====== Given entries
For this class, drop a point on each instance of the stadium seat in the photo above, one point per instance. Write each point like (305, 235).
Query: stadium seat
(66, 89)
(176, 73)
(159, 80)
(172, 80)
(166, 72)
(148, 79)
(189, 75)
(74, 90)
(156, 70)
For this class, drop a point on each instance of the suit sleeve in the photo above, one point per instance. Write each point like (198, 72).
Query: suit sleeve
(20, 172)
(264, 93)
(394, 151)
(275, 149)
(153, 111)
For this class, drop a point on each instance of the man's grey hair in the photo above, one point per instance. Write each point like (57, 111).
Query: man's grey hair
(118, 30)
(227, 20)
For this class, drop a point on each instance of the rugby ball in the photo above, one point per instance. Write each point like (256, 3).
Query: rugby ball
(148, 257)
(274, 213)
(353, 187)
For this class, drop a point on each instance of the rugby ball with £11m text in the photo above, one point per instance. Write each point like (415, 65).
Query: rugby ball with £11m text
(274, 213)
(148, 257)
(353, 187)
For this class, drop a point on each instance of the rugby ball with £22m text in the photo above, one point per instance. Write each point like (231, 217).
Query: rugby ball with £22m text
============
Across the records above, in how many lines does the string "each" appear? Reply with the figure alone.

Completed task: 6